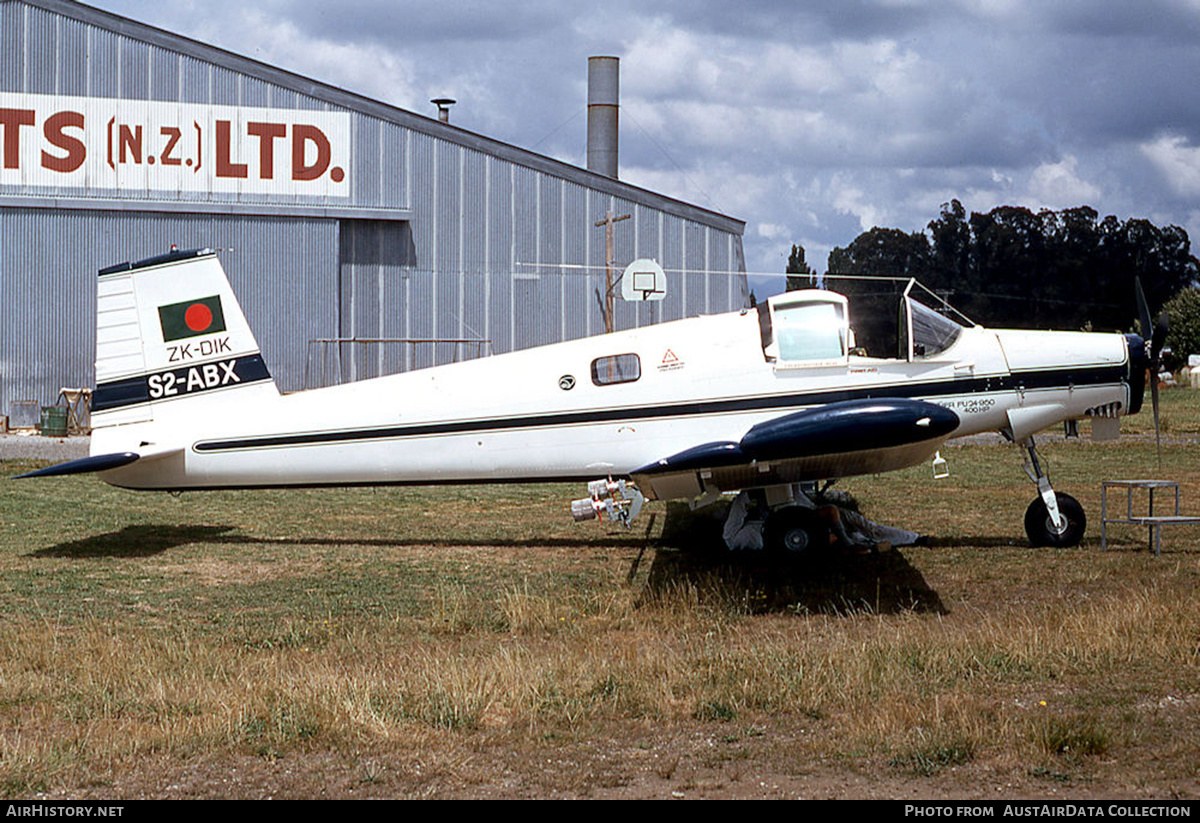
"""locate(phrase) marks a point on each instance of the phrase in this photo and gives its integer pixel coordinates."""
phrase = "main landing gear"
(1053, 518)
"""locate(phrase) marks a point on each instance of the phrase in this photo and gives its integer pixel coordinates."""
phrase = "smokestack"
(444, 104)
(604, 97)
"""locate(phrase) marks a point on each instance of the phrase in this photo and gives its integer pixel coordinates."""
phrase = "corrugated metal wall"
(441, 238)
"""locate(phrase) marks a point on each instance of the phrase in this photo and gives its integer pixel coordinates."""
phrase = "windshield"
(810, 331)
(931, 332)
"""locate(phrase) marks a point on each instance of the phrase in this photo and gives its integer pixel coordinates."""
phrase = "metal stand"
(1155, 522)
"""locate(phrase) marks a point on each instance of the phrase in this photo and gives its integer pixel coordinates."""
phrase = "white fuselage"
(539, 414)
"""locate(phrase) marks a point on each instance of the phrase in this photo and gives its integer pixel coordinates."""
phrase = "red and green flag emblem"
(191, 318)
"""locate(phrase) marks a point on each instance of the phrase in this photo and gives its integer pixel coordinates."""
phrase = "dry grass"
(401, 643)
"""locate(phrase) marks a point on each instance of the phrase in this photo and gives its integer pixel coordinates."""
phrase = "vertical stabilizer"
(169, 329)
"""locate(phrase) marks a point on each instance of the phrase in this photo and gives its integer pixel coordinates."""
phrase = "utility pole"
(610, 298)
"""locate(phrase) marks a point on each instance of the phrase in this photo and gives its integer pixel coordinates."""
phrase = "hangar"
(361, 239)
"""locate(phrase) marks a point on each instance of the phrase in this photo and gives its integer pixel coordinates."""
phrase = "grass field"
(475, 642)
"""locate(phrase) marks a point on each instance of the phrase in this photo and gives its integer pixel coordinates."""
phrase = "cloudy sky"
(811, 120)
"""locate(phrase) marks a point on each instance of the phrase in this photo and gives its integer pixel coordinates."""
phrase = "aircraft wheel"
(1043, 533)
(797, 533)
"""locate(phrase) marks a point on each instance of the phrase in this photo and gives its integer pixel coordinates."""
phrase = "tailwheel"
(1042, 528)
(797, 533)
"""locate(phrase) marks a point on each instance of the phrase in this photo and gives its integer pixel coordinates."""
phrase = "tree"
(799, 275)
(1183, 335)
(1013, 268)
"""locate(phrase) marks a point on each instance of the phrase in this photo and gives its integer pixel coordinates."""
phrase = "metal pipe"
(604, 96)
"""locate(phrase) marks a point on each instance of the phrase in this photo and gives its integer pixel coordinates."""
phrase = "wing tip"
(83, 466)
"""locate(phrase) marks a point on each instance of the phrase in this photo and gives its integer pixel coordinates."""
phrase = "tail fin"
(169, 329)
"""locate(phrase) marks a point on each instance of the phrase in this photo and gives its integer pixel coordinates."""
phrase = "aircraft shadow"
(154, 539)
(691, 554)
(135, 541)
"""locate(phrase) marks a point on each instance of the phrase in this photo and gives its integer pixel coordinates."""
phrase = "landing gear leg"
(1053, 518)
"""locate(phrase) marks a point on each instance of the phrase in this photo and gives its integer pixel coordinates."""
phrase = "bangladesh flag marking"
(191, 318)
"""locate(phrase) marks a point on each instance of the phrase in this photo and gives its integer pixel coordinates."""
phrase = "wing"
(833, 440)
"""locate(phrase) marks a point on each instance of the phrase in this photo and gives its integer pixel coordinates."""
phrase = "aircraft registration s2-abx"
(760, 401)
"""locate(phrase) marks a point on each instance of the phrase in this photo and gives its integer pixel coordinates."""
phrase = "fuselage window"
(810, 331)
(616, 368)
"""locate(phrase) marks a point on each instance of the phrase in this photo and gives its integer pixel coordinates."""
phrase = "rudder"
(168, 328)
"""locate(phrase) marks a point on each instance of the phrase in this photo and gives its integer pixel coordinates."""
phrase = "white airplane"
(761, 400)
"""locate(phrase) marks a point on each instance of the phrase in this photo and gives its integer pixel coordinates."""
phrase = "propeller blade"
(1153, 403)
(1159, 337)
(1145, 322)
(1155, 336)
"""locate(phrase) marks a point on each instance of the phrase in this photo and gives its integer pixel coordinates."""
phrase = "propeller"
(1155, 334)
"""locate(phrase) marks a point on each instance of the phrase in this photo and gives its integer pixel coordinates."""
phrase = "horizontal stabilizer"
(83, 466)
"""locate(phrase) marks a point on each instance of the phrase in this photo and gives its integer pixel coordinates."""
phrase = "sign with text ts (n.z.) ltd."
(131, 145)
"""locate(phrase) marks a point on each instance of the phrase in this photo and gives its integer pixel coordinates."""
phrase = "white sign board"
(129, 145)
(643, 280)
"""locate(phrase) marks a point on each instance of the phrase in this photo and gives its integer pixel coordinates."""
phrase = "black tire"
(1042, 533)
(797, 533)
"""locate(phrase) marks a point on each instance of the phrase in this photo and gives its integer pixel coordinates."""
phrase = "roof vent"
(444, 104)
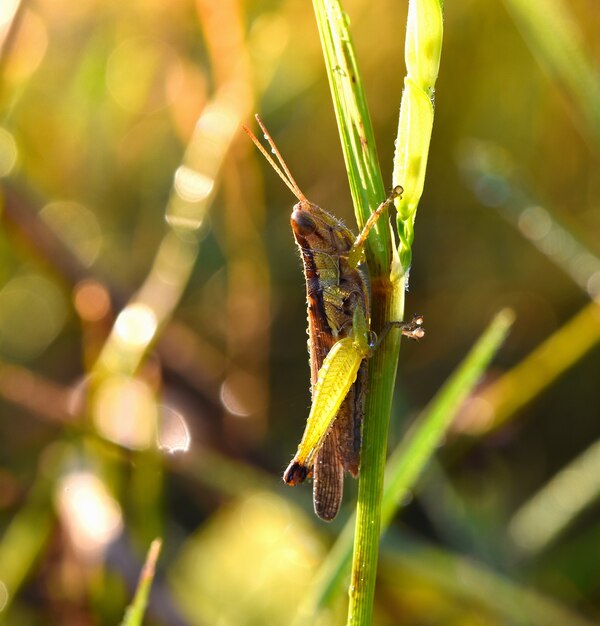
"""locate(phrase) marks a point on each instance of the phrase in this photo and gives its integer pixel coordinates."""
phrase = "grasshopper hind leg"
(328, 479)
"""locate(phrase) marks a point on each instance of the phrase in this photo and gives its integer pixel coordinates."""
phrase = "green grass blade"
(550, 511)
(411, 456)
(465, 579)
(135, 611)
(408, 461)
(354, 125)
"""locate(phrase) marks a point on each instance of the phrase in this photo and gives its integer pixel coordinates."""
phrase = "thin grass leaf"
(388, 304)
(549, 512)
(407, 463)
(354, 125)
(465, 579)
(557, 44)
(135, 611)
(424, 34)
(358, 145)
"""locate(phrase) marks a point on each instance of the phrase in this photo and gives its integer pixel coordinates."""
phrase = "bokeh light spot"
(136, 324)
(125, 412)
(88, 512)
(173, 434)
(29, 48)
(535, 223)
(192, 186)
(92, 300)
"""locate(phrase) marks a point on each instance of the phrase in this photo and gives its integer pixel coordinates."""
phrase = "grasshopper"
(337, 295)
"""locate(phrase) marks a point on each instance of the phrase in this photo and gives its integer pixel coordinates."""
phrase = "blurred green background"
(179, 421)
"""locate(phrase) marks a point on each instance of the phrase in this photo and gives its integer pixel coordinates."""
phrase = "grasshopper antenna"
(283, 172)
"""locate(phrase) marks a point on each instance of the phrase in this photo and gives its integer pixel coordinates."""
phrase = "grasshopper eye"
(303, 223)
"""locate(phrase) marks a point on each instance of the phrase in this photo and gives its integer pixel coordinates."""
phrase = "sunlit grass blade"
(366, 185)
(550, 30)
(354, 125)
(25, 538)
(424, 34)
(135, 612)
(367, 190)
(537, 371)
(468, 580)
(407, 463)
(550, 511)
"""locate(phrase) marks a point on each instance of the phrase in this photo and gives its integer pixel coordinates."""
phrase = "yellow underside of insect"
(336, 376)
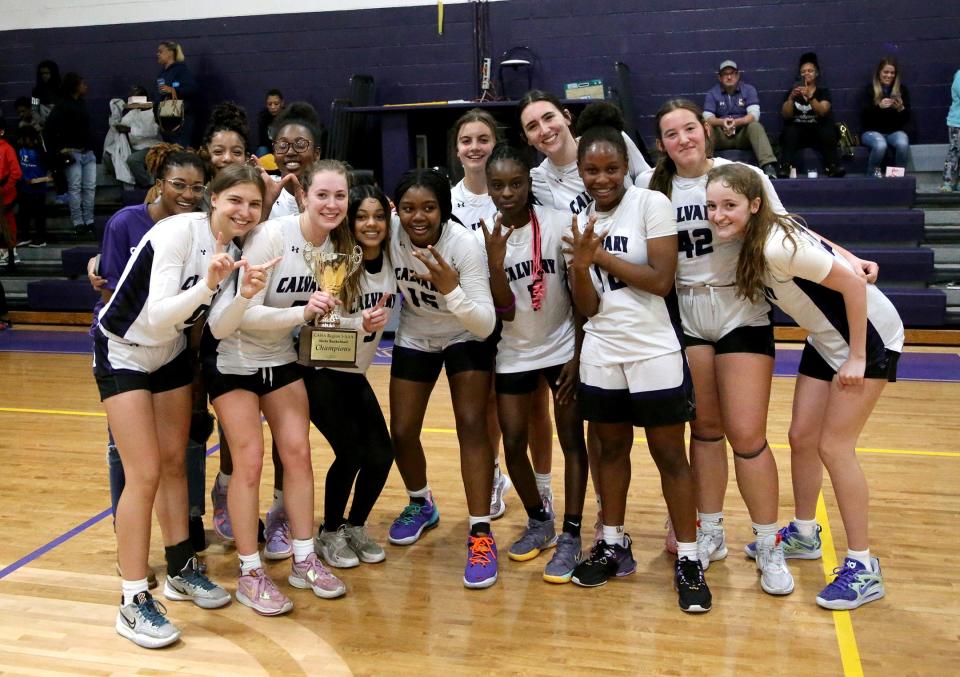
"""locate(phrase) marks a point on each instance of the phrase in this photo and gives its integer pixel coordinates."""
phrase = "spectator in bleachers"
┄┄┄┄┄┄
▸ **SHORT PROBLEM**
Reproduce every entry word for word, but skip any pictures.

▸ **TASK RESULT**
"""locate(phrase) marks a point on each instance of the phrase in this photo and gives its integer pixel coordinates."""
phrase = "main landing gear"
(1053, 518)
"""locate(phrase) marks a point on each instance of the phrase in this photo and gives its integer pixel coordinates."""
phrase = "smokestack"
(444, 104)
(604, 97)
"""locate(phrase) marks a point on each instance of the phrase in this photo and gives its integer pixel coordinates."""
phrase = "corrugated metal wall"
(441, 238)
"""locate(phrase) marks a point on each instance of the phrase in this photo and gives its integer pixel coordinates."""
phrase = "windshield"
(810, 331)
(931, 332)
"""locate(phrase) marks a point on each instance of the phrase in this photo and gives its integer pixel coordinates."""
phrase = "metal stand"
(1155, 522)
"""locate(phrase) marks a point on each instance of the phrase in this photo and gives its integer pixel coordinates."""
phrase = "white fuselage"
(539, 414)
"""locate(phrase) marks a point on each instance of the phrase in this photo and gives its integer pixel coordinates."""
phrase = "red and green flag emblem"
(191, 318)
"""locate(phrase) marks a point on each instance of the phrase in this photo and gives its integer pixel coordinates."""
phrase = "dry grass"
(401, 643)
"""locate(phrase) marks a point on each instance of the phrase in this photo and gives its integer pixel coordinates."""
phrase = "vertical stabilizer"
(169, 329)
"""locate(phrase) marks a point on each instance of the phrase in this photo and gives its integer pixel coordinates."""
phrase = "utility pole"
(610, 298)
"""locate(phrase) marks a point on each instance of the phrase in this photo and gives its integer pixel coordinates."""
phrase = "hangar"
(361, 239)
"""locate(phrase) marks a point on each instance of the phrase in this photo and gives its integer pixel coordinates."""
phrase = "grass field"
(475, 642)
"""locate(phrase) marks a point on each instance of the phrase in this photo and gives its integer pixel coordinates."""
phrase = "cloudy sky"
(811, 120)
"""locate(phrase) marks a point on each instance of the phrase in this photo and gives its integer pixel coordinates."""
phrase = "aircraft wheel"
(1043, 533)
(797, 533)
"""locate(phrase) marks a point on each instance of the phrase in this photo and gives its integer pixel coordinates."""
phrase = "tailwheel"
(1042, 528)
(797, 533)
"""locate(phrase) marks a point on each instance of the phrase in this photo and gives its integer pixel coordinates."""
phrase = "tree"
(799, 275)
(1183, 335)
(1013, 268)
"""locate(phrase) marks a point on each instance of the phrase in this photo and gives its integer pixel coordinates."""
phrase = "metal pipe"
(604, 96)
"""locate(phrase) marks a point on each instance of the phrase in this photo and gives its integer pixel coordinates."""
phrase = "wing tip"
(83, 466)
"""locate(phrase) marks a point on each instance of the phrase in this photo and gives its integer pixel coordinates."""
phrase = "tail fin"
(169, 329)
"""locate(phrase) marks a point on each instance of the phrase in this photo and gives its integer pixel coordinates."""
phrase = "aircraft shadow"
(154, 539)
(691, 554)
(135, 541)
"""locate(phrase) marks a point on each instance of the phrase in this photo and gives its integer pixel coordinates."""
phrase = "landing gear leg"
(1053, 518)
"""locate(phrase) marks a point on each instance of the phrase in this photo and gives its integer pixel coordinates."""
phrase = "bangladesh flag marking"
(191, 318)
"""locate(phrase) marks a point on each instance of the phrase in this photo and gives its integer pixel coordinates."""
phrase = "wing"
(833, 440)
"""locate(phrase) marks a point on each instance of the phrase in this photo and gives its integer pixel coordinates."""
phrase = "aircraft registration s2-abx"
(760, 401)
"""locate(phrase) marks a point on each instance of the phrase in this photo and gives its integer pixel coordinates."""
phrase = "fuselage window"
(810, 331)
(616, 368)
"""locate(phrase) marks a point on each instance of the phrase in this photo and gives its integer pixel coordinates."""
phrase = "rudder"
(168, 328)
"""locate(phrase) marks a point on each instance of the phrase in this photo and gives its integer pixel coordinates."""
phrase = "white airplane"
(761, 400)
"""locate(phrase) marks a point on each instance of the phrase in this photo and gives its integer pixel coordinates."""
phrase = "propeller blade"
(1153, 403)
(1159, 337)
(1145, 322)
(1155, 336)
"""locate(phrase) marks a point on each instance of the phrase in this photo and gives its integer pixel coordinates."""
phrase = "propeller"
(1155, 334)
"""locate(phrase) marks a point on each instance of the phrase in this photo and gives its integer pixel coordinates."""
phrase = "horizontal stabilizer"
(83, 466)
"""locate(phrase) marks a point on each instance of the phrase in this photo and gives its integer pixel coordinates."""
phrase = "sign with text ts (n.z.) ltd."
(131, 145)
"""locate(phrase) marks a point on each instance of the phrase in this photo and gives its integer pixel coordinates."""
phrase = "white sign board"
(129, 145)
(643, 280)
"""locate(phrase) marks a point on each instance of the phrase in this photo and gives its integer pixel coordinates."""
phrase = "black tire"
(1042, 533)
(797, 533)
"""locate(phrase) marks a point on each instance of the phrase in this photo and gives its integer pixel coordinates."""
phrase = "roof vent"
(444, 104)
"""locate(phrase) marks a point on each instance of the phrase in this photo and gives its integer pixel coordinates."""
phrase = "grasshopper hind leg"
(328, 479)
"""locate(phrase) marks a point on each instance of the phrase in this photo and gives its integer pixel coordinates."""
phrase = "green grass blade"
(550, 511)
(411, 456)
(465, 579)
(135, 611)
(408, 461)
(354, 125)
"""locate(phrase) marks a point on each instance of the phrase in this photo and gives its integer pixel coordinates."""
phrase = "thin grass leaf"
(388, 304)
(549, 512)
(407, 463)
(354, 125)
(465, 579)
(557, 44)
(135, 611)
(424, 34)
(358, 145)
"""locate(phrase) marks a point on each instance of the phrase in this photo and gives its integer pixel coordinates."""
phrase = "bokeh light spot"
(136, 324)
(125, 412)
(88, 512)
(173, 434)
(29, 48)
(535, 223)
(192, 186)
(92, 300)
"""locate(phrase) marks a point on each instance of the phrase in this photo and gives its integer pixel coordinates."""
phrase = "grasshopper"
(337, 295)
"""locate(phrase) marks a point on each instance of the phrase in this photo and gives its integer pixel coordinates."""
phrase = "blurred green background"
(179, 421)
"""locate(phrase) marks a point on each instance of the phrase in this photo and gives its integer pixel coordinates."""
phrase = "grasshopper antenna"
(283, 172)
"""locate(phrase) marks a point on each instance of the phrase in this photo and gives its integer pixel coordinates."""
phrase = "grasshopper eye"
(303, 223)
"""locate(phrase) marks a point on each instance of the phrase in this photo and gives its integer pixel coordinates."""
phrase = "sunlit grass blade"
(366, 185)
(550, 30)
(354, 125)
(25, 538)
(424, 34)
(135, 612)
(367, 190)
(537, 371)
(468, 580)
(407, 463)
(550, 511)
"""locate(phrase) marks a point on each instance of the phrase in this photo and gives its integer pixel coordinates."""
phrase = "yellow underside of insect"
(336, 376)
"""locate(phrase) marks a point on each instance of the phrase in this photo and gives its integer pixel coordinates."""
phrase = "spectator in bleachers"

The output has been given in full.